> [TASKS TO CARRY OUT]
a: List every email address in the Signed-off-by lines of the patch review.
b: Copy the portion of the patch review that starts with "Orit Wasserman - June" and goes on through "page cache mechanism.".

> [DOCUMENT PASSAGE]
»»
Same comments as for cache.c.
Orit Wasserman - June 27, 2012, 6:01 p.m.
On 06/27/2012 07:55 PM, Eric Blake wrote:
> On 06/27/2012 04:34 AM, Orit Wasserman wrote:
>> Add LRU page cache mechanism.
>> The page are accessed by their address.
>>
>> Signed-off-by: Benoit Hudzia <benoit.hudzia@sap.com>
>> Signed-off-by: Petter Svard <petters@cs.umu.se>
>> Signed-off-by: Aidan Shribman <aidan.shribman@sap.com>
>> Signed-off-by: Orit Wasserman <owasserm@redhat.com>
> 
>> +++ b/cache.c
> 
> cache.c is a rather generic name; should it be page-cache.c instead to
> reflect that it only caches memory pages?
ok
> 
>> @@ -0,0 +1,217 @@
>> +/*
>> + * Page cache for qemu
>> + * The cache is base on a hash on the page address
> 
> s/base on a hash on/based on a hash of/
> 
>> +
>> +Cache *cache_init(int64_t num_pages, unsigned int page_size)
««
> [DATA BLOCK]
»»
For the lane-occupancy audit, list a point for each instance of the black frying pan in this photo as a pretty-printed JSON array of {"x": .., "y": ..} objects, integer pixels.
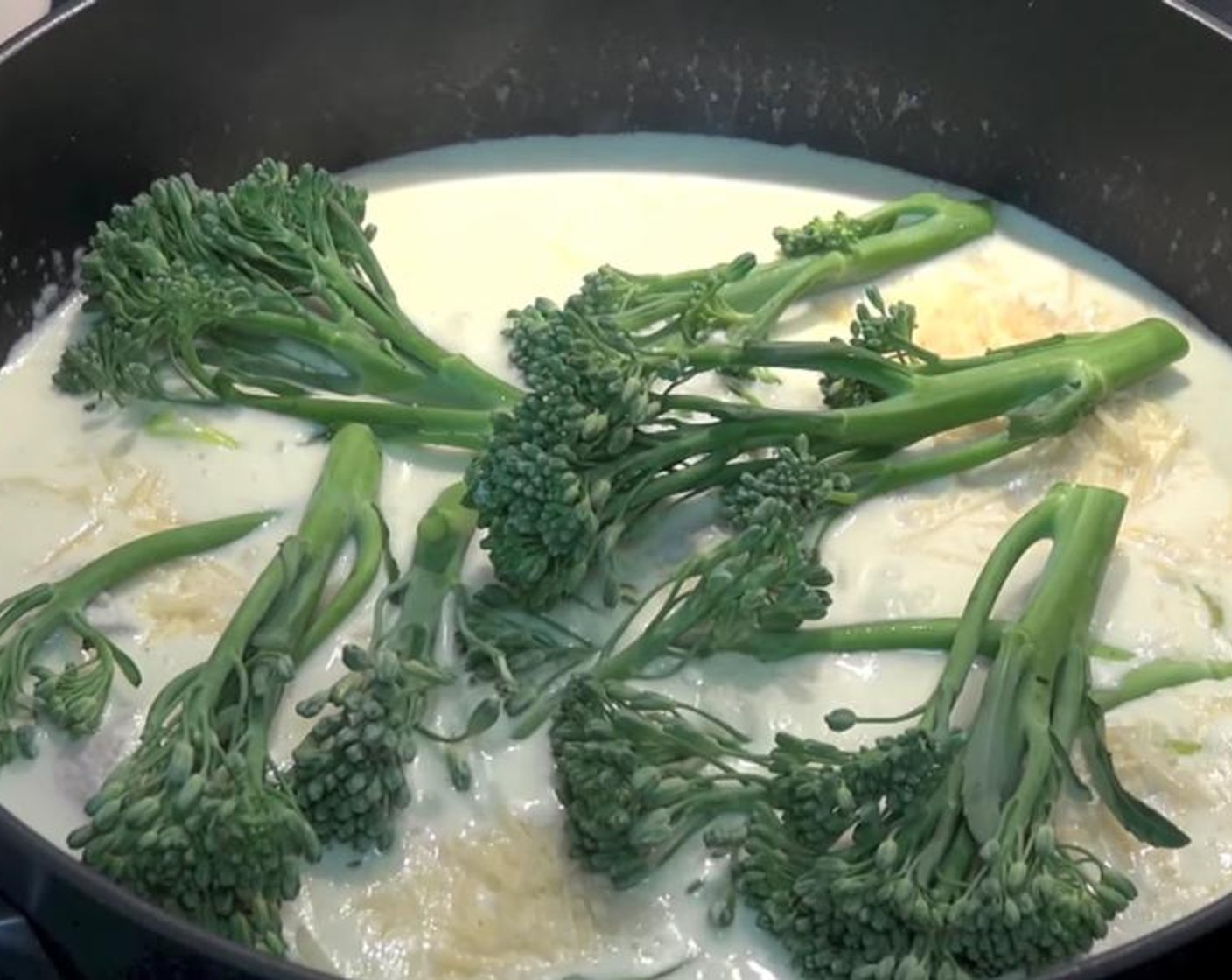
[{"x": 1110, "y": 118}]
««
> [ANSWERS PROVIDED]
a:
benoit.hudzia@sap.com
petters@cs.umu.se
aidan.shribman@sap.com
owasserm@redhat.com

b:
Orit Wasserman - June 27, 2012, 6:01 p.m.
On 06/27/2012 07:55 PM, Eric Blake wrote:
> On 06/27/2012 04:34 AM, Orit Wasserman wrote:
>> Add LRU page cache mechanism.